-- Begin Data for this task --

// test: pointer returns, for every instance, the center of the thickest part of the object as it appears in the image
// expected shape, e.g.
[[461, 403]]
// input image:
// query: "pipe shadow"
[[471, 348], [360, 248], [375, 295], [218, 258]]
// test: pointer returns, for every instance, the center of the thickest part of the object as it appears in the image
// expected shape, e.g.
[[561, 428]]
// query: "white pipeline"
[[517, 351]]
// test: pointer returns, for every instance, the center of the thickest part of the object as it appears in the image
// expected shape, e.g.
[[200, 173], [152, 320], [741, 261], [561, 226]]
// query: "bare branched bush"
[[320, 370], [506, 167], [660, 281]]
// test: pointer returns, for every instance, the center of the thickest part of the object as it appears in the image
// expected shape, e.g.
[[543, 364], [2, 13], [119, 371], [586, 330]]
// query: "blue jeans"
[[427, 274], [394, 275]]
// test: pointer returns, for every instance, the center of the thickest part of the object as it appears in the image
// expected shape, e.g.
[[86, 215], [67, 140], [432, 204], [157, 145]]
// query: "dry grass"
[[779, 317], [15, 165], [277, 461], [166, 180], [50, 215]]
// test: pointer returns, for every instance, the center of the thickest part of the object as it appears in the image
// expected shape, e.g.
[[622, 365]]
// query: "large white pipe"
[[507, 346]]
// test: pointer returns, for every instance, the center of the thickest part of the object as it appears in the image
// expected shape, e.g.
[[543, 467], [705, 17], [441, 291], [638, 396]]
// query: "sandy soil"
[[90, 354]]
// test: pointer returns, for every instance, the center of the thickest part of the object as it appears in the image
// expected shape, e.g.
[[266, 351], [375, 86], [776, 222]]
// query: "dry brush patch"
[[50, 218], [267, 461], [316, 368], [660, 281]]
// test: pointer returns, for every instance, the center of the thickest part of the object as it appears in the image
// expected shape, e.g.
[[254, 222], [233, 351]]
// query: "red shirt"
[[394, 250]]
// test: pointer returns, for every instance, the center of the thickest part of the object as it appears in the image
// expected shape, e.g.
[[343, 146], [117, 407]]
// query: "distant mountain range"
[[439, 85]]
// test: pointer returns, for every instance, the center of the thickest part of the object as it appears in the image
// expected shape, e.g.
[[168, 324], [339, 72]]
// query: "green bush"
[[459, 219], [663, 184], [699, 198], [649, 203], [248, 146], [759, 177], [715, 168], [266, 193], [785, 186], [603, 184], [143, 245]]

-- End Data for this task --

Print out every entry, keeping each one exact.

> _Problem solution_:
// test: pointer returns, for every instance, the center of the thickest part of the object as it appears in the image
// expected shape, e.g.
[[461, 403]]
// input image:
// query: "pipe shadow"
[[471, 348], [360, 248], [375, 295], [218, 258]]
// test: pointer returns, for every instance, the center of the thickest part of the object as it appears in the image
// expected shape, e.g.
[[561, 428]]
// query: "white pipeline"
[[517, 351]]
// test: pointer returns, for every instance, the center of the thickest part of the object as it appears in the image
// expected shape, e.g.
[[200, 173], [152, 320], [741, 261], [561, 226]]
// query: "bare branched bush"
[[320, 370], [506, 167], [660, 281]]
// test: pointer returns, for every instance, the center of the thickest part of the object as it appears in the image
// expected shape, e.g.
[[543, 364], [2, 13], [119, 371], [586, 330]]
// query: "blue jeans"
[[427, 274], [394, 275]]
// test: pointer returns, for every instance, the center of the thickest part of the object as it appears in the image
// expected shape, e.g.
[[86, 215], [67, 140], [432, 204], [157, 145]]
// query: "dry grass"
[[779, 317], [15, 165], [277, 461], [166, 180], [50, 215]]
// test: pointer returns, for every instance, the center of the thickest part of the object as it appears in the image
// expected shape, e.g.
[[622, 365]]
// query: "large white pipe"
[[507, 346]]
// test: pointer returns, for every instance, the center of the thickest part of the object as it appears in the image
// expected shape, e.g.
[[543, 467], [705, 17], [441, 291], [638, 396]]
// query: "sandy soil"
[[90, 354]]
// test: pointer returns, for every instance, the center of the thickest part of the object as it appears in the image
// expected shape, e.g.
[[266, 351], [375, 86], [776, 222]]
// query: "dry brush patch"
[[50, 218], [267, 461], [316, 368], [660, 281]]
// test: pointer returns, for every instance, the center of the thickest part of the object as it appears in the image
// expected shape, e.g.
[[254, 222], [233, 351]]
// query: "red shirt"
[[394, 250]]
// test: pointer returns, for every instance, the center of the thickest part of the object as it appears in the image
// expected shape, e.g.
[[343, 146], [117, 407]]
// query: "distant mountain range"
[[439, 85]]
// test: pointer returns, for every instance, the center of the thickest part of the object as it appears in the image
// expected shape, e.g.
[[168, 324], [339, 72]]
// query: "green bush"
[[459, 219], [663, 184], [699, 198], [649, 203], [248, 146], [759, 177], [715, 168], [266, 193], [785, 186], [603, 184], [143, 245]]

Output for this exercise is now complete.